Le décor est planté, et très vite on est inquiet. Marie Darrieussecq va-t-elle écrire un roman façon "Christine Angot" ? Heureusement non. Il faut atteindre les cent premières pages pour s’en convaincre. On est encore inquiet. L’auteure nous décrit par le menu l’attente de l’homme dont son héroïne est tombée amoureuse (qu’elle a dans la peau) depuis la première soirée. Or cet homme n’a pas l’air aussi préoccupé qu’elle par la fixation de rendez-vous. La première fois qu’il vient la voir chez elle, après cette première soirée de rencontre, il arrive quelques heures en retard, au milieu de la nuit.
Il avait un peu élevé la voix : Nous n’avions pas précisé une heure se défend-il.

Va-t-on alors assister à un roman façon "Annie Ernaux" ? Eh bien non. Parce que une fois passées les affres de l’attente vaine – il va voir Léonard Cohen en concert et elle ne comprend pas pourquoi il ne l’y invite pas, et ensuite il lui demande même pourquoi elle n’est pas venue – démarre un nouveau thème.

Kouhouesso a un projet. Complètement fou. Il veut tourner lui-même un projet fou.

Il lui parlait du Congo. Pas n’importe quel Congo, pas le petit de Brazzaville, non, le grand de Kinshasa, où très vite il n’y a plus de route mais les longs bras du fleuve, ceux que trois heures avant elle regardait sur Google Earth. La coïncidence la troublait. Elle allait lui causer des îles – mais il avait pris souffle pour ponctuer un nouveau développement. Il parlait de Cœur des ténèbres. Il racontait le roman de Conrad. L’histoire d’un homme qui cherche un homme, Marlow qui cherche Kurtz, un ancien officier de la Coloniale, le démon d’une folie rapace et sans merci.

★ ★ ★ ★

• Liste des tâches:
**1)** Mettez à jour le passage de la critique du roman qui s'ouvre sur les mots "Il avait un" et se clôt sur "un projet fou.", en remplaçant "concert" par "spectacle".
**2)** Poursuivez la critique du roman à partir de l'endroit où elle s'arrête.

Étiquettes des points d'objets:
★ ★ ★ ★

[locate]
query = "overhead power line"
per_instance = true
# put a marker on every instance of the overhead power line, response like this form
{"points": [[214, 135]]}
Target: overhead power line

★ ★ ★ ★

• Réponses:
**1)**
Il avait un peu élevé la voix : Nous n’avions pas précisé une heure se défend-il.

Va-t-on alors assister à un roman façon "Annie Ernaux" ? Eh bien non. Parce que une fois passées les affres de l’attente vaine – il va voir Léonard Cohen en spectacle et elle ne comprend pas pourquoi il ne l’y invite pas, et ensuite il lui demande même pourquoi elle n’est pas venue – démarre un nouveau thème.

Kouhouesso a un projet. Complètement fou. Il veut tourner lui-même un projet fou.

**2)**
Et de quoi rêve une actrice hollywoodienne amoureuse ? De tourner dans le film évidemment. Et le tournage devra se faire, selon Kouhouesso, sur place, au cœur de l’Afrique…

Dans cette histoire, on croise Georges, Jessie (un grand acteur noir ? ), mais on découvre surtout la solitude et l’impossibilité de relations durables dans le milieu superficiel d’Hollywood. Et la question de la relation entre une femme blanche et un homme noir est au centre du roman. Solange fait tous ses efforts pour s’acclimater, pour épouser les points de vue de cet homme si différent d’elle. Mais c’est peine perdue.

Il la regarda avec douceur. Il savait combien la vérité est cassante. Qu’ils le veuillent ou non, fais quoi fais quoi, ils héritaient de siècles de mains coupées, de coups de fouet et de déportation. Et il ne croyait pas que l’amour soit plus fort que la mort, c’était bon pour Walt Disney. Non, on ne peut pas s’aimer dans une bulle ou sous le parapluie de Mary Poppins.

C’est évidemment à un naufrage que nous convie Marie Darrieussecq. On pense au tournage d’Apocalypse Now pour la démesure, mais on est en dessous. Kouhouesso est complètement absorbé par le tournage, et n’accorde que quelques rares heures à Solange, réduite à des rites vaudous locaux pour faire revenir son homme.

La fin sera conforme à toute tragédie. L’actrice française connaîtra la plus grande claque qu’on puisse connaître dans ce milieu : elle sera coupée au montage.
Une histoire d'amour ne peut pas résister à l’égoïsme et à la cupidité hollywoodienne.

Et on refermera ce livre avec l’envie de tourner la page, nous aussi.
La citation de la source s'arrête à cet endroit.